SOURCE PASSAGE

Sexual Harrassment History & the Law Under Title VII of the Civil Rights Act of 1964, Sexual harassment is a form of sex discrimination. Federal law as well as various state fair-employment laws prohibit employers with 15 or more employees from treating members of one sex or race differently from members of the opposite sex or another race in terms, conditions, or privileges of employment. The statutory and regulatory laws govern the entire employment process from pre-employment activities such as recruiting, through an employee’s career with the organization, including termination. The prohibition against sex discrimination imposes responsibility upon employers to afford their employees an environment free from sexual harassment and from the fear that it may occur. The Equal Employment Opportunity Commission (EEOC) can file lawsuits on behalf of victims of sexual harassment, women who take their accusations to court face even bigger obstacles than mere public disapproval. The legal process is long and cumbersome – it can be years from the first complaint to the final verdict and in the meanwhile, the woman is in a legal, professional and often financial limbo. Women are not entitled to collect damages under the Civil Rights Act – just back pay; so many women don’t see this process as worth the trouble.
Even those, however, who do file a complaint and win a harassment case, may feel lost. Though, Title VII offers reinstatement to previous job, the individual may be shunned or harassed by co-worker thus making conditions even more uncomfortable than they were beforehand. Common law tort lawsuits, such as intentional infliction of emotional distress and assault and battery, provide a remedy in certain types of sexual harassment cases that is totally dependent of any of the statutes and governmental agencies. However, the solutions proposed might seem comprehensive in plans to lessen sexual harassment in the workplace and punishment of harassers, women still face formidable obstacles in preventing harassment from continuing. The proposed measures fail to cover all aspects of harassment, though the truth is, it is virtually impossible to formulate a plan to do so. Anti-harassment policies in the workplace can significantly lessen the occurrences of harassment by co-workers, but in reality, corporate policies are only as good as the supervisors that enforce them.

EXERCISES TO COMPLETE
1: In the passage on sexual harassment law, what size of employer do the federal and state fair-employment laws cover?
2: Extract each line of the entries below that contains the string "shirt", treating uppercase and lowercase as distinct.
The entries that follow have no connection to the passage above.

[Stored items]
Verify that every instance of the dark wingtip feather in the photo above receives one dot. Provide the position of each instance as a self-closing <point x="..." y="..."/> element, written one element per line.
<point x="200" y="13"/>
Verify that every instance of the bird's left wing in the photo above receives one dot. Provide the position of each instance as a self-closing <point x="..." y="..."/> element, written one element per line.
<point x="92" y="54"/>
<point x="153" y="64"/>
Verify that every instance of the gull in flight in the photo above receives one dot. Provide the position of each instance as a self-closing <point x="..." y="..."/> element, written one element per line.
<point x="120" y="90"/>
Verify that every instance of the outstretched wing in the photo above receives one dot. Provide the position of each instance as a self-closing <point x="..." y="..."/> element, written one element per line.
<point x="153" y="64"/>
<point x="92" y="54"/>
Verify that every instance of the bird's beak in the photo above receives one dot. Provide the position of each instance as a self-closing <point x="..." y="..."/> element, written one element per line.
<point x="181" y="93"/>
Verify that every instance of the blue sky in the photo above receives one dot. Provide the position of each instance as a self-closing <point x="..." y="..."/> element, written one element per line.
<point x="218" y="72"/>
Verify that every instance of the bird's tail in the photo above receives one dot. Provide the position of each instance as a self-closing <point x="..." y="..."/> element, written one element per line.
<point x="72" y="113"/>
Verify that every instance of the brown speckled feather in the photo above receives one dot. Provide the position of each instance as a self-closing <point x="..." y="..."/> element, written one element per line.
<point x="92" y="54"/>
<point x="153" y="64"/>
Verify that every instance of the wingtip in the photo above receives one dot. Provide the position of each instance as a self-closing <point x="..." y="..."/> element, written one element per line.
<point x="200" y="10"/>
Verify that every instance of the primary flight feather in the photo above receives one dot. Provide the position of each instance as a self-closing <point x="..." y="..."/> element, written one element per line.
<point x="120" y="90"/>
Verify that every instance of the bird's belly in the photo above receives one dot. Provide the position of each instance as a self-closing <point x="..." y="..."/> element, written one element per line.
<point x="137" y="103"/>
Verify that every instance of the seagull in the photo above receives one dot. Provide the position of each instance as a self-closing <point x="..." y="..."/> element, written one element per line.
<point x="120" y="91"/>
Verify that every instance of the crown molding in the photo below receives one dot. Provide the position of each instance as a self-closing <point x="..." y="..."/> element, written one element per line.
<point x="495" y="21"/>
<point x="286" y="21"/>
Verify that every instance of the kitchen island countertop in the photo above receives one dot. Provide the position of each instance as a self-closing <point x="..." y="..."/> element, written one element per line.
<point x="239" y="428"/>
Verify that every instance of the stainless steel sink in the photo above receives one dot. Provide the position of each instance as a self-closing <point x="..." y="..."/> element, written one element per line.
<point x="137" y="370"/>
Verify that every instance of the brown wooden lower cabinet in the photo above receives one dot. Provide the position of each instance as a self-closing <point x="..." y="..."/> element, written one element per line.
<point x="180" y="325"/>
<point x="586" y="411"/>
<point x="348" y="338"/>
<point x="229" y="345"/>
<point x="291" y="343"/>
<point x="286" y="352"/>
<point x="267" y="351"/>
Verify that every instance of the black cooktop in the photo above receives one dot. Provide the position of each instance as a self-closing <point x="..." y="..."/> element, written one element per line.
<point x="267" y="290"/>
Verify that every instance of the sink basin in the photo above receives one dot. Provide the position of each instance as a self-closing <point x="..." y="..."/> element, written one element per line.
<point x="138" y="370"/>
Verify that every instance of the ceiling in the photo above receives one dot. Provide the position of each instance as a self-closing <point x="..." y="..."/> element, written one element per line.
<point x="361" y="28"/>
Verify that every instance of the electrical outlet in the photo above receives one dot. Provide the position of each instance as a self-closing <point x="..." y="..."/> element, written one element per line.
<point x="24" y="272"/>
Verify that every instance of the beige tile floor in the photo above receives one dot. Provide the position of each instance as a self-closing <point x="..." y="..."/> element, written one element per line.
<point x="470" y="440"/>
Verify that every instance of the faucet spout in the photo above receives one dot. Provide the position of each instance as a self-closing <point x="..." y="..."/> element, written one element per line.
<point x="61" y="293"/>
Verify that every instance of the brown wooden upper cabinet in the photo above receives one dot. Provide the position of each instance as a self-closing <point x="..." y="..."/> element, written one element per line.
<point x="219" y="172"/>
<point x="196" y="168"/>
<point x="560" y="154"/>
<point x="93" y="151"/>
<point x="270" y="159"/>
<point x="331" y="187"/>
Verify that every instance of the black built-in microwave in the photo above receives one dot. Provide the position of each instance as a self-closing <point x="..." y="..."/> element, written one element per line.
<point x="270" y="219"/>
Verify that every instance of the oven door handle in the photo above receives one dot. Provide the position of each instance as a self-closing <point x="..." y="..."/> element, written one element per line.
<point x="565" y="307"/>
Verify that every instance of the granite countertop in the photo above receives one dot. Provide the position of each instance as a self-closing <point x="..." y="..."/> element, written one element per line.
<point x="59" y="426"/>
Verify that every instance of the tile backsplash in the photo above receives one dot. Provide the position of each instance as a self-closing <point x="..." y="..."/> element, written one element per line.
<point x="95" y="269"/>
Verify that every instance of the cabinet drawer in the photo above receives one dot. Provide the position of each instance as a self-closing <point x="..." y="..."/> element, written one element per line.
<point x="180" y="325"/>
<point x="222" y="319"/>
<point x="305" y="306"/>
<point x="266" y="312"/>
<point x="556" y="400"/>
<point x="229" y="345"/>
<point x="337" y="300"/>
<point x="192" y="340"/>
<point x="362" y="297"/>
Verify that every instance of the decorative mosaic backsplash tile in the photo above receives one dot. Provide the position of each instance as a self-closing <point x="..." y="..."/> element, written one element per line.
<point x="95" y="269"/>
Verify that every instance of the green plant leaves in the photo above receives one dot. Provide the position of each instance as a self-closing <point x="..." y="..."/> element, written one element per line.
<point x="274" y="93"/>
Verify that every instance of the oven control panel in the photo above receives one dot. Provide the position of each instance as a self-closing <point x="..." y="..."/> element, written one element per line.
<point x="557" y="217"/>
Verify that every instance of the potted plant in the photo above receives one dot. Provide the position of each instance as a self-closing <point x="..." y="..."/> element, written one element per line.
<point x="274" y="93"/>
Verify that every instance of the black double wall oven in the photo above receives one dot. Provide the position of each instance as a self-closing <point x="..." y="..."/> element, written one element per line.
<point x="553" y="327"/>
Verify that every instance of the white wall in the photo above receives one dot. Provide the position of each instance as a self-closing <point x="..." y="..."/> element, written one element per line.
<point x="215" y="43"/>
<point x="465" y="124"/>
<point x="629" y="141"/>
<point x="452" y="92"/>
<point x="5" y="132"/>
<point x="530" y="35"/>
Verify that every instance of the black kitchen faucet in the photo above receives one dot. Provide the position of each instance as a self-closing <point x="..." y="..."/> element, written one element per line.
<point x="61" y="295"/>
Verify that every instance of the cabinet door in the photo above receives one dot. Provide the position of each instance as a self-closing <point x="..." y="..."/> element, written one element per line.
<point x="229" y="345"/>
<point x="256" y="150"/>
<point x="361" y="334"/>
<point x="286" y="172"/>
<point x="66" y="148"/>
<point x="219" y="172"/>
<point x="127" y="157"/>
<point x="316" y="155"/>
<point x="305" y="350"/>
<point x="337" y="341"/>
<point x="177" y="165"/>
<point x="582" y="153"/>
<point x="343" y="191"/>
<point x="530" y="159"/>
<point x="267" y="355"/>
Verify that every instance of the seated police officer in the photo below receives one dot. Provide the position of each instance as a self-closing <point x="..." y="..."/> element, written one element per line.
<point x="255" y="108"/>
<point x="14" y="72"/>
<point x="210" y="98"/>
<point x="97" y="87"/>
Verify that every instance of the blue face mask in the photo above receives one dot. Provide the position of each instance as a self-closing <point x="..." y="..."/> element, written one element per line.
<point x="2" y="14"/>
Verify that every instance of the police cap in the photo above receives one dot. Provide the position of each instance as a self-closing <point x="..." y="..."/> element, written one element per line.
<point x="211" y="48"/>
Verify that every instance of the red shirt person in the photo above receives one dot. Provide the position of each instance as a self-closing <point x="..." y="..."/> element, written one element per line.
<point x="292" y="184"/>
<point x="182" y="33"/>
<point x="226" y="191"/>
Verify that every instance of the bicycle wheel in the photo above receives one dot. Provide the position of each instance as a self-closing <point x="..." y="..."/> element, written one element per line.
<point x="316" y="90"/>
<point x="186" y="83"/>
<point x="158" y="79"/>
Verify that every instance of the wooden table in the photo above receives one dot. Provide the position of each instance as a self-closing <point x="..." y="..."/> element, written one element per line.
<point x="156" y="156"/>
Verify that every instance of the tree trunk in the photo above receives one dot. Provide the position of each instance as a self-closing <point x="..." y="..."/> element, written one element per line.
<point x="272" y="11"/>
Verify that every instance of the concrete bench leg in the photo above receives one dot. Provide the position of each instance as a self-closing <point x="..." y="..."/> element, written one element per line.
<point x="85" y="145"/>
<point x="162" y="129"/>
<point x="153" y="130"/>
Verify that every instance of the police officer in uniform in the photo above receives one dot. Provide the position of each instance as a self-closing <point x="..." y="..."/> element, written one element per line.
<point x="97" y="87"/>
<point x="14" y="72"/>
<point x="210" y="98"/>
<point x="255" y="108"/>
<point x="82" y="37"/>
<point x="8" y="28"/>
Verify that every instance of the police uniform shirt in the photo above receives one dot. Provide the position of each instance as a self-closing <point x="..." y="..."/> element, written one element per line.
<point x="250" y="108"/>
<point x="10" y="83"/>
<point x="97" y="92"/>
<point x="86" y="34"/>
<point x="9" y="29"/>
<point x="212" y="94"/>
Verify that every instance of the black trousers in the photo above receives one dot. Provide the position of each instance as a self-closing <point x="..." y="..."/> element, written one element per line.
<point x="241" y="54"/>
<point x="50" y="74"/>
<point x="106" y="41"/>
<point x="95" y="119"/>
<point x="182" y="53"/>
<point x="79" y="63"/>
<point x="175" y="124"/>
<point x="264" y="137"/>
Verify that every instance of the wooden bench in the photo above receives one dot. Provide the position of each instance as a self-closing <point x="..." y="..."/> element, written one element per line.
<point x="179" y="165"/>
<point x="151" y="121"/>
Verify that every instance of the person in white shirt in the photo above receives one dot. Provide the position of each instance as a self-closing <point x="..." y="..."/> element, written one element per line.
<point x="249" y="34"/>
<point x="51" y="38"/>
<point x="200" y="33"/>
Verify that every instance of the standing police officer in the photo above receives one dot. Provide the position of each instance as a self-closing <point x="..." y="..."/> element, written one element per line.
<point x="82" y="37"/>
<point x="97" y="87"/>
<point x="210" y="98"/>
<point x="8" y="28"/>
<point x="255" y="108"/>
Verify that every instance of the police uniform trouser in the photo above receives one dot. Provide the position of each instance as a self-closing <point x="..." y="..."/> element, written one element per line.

RESULTS OF THE EXERCISE
1: Employers with 15 or more employees.

2:
Verify that every instance of the red shirt person in the photo above receives one dot. Provide the position of each instance as a self-closing <point x="..." y="..."/> element, written one element per line.
Verify that every instance of the police uniform shirt in the photo above receives one dot. Provide the position of each instance as a self-closing <point x="..." y="..."/> element, written one element per line.
Verify that every instance of the person in white shirt in the photo above receives one dot. Provide the position of each instance as a self-closing <point x="..." y="..."/> element, written one element per line.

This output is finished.